— Material provided —

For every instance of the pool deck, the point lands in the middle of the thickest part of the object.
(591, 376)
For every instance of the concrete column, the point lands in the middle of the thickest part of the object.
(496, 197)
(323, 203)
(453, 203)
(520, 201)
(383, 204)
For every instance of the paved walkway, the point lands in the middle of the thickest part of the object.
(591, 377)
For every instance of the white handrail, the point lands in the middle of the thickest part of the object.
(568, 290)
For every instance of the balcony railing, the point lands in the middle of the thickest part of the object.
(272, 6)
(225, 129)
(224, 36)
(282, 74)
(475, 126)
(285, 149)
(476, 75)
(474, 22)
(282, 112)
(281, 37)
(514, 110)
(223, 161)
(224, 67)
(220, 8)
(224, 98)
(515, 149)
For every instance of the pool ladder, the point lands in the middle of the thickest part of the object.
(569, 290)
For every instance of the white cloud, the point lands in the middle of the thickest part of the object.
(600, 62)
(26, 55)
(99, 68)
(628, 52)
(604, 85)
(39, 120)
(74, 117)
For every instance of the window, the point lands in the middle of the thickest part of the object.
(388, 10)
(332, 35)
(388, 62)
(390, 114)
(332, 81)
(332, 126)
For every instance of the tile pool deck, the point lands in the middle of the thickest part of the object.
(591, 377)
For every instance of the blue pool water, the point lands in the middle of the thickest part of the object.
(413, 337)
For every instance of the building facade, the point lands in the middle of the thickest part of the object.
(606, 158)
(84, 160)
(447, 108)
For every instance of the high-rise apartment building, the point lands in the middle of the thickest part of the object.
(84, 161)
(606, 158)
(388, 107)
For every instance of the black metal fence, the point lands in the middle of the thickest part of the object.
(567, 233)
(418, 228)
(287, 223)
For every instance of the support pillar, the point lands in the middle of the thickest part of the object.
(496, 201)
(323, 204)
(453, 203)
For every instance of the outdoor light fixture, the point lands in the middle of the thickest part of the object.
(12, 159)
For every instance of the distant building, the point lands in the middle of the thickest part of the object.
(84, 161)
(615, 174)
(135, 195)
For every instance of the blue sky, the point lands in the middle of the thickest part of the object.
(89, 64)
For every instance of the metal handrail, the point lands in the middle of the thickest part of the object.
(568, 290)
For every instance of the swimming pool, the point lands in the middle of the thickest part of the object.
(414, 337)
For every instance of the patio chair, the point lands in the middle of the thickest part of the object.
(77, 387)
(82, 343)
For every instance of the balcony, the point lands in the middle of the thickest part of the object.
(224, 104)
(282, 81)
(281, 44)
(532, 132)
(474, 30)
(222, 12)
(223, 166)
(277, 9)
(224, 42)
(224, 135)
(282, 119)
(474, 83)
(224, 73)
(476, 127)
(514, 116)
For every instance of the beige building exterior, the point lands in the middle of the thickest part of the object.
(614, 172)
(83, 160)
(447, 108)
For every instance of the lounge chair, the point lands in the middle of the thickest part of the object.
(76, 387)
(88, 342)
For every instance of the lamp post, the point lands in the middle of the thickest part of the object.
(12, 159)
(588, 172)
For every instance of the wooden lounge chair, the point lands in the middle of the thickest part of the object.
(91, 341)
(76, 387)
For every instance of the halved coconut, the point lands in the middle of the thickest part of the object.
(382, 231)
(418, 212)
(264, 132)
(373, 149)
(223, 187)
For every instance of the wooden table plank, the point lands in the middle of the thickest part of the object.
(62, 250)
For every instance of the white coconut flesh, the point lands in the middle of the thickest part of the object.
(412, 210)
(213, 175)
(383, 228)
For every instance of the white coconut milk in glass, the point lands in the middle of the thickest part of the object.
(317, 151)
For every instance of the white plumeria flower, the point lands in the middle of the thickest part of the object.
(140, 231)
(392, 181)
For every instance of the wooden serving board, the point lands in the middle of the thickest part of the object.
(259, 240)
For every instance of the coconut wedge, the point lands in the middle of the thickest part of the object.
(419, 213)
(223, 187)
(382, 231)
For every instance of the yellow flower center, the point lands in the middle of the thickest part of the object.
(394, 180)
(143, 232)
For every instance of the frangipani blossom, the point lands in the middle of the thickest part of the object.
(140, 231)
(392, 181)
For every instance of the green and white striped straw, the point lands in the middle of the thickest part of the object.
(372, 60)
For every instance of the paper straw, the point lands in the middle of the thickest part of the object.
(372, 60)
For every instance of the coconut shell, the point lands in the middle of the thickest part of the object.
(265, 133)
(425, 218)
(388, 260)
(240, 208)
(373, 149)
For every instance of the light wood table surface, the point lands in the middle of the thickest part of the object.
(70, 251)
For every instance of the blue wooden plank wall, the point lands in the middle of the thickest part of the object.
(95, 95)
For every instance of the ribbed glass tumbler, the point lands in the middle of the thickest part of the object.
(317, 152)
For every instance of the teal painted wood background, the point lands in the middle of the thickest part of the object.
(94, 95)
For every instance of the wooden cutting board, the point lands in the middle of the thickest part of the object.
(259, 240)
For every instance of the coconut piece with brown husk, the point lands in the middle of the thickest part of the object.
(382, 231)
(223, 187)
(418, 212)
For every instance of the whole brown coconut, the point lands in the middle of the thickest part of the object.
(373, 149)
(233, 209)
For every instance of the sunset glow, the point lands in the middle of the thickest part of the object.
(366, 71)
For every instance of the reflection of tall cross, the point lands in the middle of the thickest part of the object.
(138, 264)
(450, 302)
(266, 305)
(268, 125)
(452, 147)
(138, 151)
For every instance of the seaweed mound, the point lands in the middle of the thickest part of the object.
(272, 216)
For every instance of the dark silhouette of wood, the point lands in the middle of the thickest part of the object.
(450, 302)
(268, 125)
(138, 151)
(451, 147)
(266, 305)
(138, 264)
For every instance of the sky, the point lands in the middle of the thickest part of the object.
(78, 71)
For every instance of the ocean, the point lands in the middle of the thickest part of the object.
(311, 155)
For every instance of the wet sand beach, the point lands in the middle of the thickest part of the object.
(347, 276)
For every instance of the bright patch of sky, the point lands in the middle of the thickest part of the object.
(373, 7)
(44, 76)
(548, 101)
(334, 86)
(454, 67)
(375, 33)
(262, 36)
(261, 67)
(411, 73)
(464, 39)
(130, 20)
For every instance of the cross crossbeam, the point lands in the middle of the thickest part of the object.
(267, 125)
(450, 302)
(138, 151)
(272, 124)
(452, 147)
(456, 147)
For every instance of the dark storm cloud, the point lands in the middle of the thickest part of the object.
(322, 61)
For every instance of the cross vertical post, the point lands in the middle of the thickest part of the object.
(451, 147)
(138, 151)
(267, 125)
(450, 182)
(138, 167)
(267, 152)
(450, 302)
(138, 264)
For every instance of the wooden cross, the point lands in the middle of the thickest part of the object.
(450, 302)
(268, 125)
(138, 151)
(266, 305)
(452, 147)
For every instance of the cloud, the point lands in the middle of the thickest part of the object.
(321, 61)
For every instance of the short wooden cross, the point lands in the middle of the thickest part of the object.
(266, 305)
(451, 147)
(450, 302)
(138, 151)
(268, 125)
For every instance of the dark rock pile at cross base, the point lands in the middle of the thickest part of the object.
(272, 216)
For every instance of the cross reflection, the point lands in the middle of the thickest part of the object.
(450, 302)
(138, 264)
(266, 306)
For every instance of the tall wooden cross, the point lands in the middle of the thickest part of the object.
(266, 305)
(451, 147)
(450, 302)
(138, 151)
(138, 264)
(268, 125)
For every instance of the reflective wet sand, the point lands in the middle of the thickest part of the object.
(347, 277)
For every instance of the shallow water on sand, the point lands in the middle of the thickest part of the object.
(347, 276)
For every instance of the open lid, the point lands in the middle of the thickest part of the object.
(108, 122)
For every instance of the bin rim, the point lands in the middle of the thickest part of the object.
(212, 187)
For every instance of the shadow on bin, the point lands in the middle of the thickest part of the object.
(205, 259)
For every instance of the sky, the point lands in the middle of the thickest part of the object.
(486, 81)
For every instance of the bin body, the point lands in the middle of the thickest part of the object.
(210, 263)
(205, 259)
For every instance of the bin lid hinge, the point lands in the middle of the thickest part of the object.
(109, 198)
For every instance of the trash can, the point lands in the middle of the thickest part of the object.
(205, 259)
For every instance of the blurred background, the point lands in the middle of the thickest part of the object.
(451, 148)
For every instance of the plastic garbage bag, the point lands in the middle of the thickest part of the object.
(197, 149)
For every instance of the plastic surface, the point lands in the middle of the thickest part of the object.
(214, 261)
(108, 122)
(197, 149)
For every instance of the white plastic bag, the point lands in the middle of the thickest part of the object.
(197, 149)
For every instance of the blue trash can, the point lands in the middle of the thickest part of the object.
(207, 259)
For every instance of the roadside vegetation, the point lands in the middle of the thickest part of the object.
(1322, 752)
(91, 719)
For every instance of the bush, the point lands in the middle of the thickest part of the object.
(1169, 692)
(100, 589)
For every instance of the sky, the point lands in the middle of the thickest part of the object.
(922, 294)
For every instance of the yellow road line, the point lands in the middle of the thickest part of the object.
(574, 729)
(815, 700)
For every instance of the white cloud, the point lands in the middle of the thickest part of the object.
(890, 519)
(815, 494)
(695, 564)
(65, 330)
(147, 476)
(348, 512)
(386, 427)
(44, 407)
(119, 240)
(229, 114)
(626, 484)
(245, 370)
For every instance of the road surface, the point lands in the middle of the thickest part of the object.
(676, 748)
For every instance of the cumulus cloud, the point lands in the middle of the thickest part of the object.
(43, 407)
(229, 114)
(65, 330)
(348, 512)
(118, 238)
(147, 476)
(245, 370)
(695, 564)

— Problem description —
Format everything from the line containing "For every instance of the cumulus" down to the last line of the listing above as a Markdown table. Use two columns, Row and Text, give each line a row number, and leave out any blank lines.

— The result —
| Row | Text |
|---|---|
| 1 | For every instance of the cumulus cloud, the point lands in the middle of the thickest part of the object. |
| 2 | (43, 407) |
| 3 | (229, 114) |
| 4 | (65, 330) |
| 5 | (348, 512) |
| 6 | (118, 238) |
| 7 | (147, 476) |
| 8 | (245, 370) |
| 9 | (695, 564) |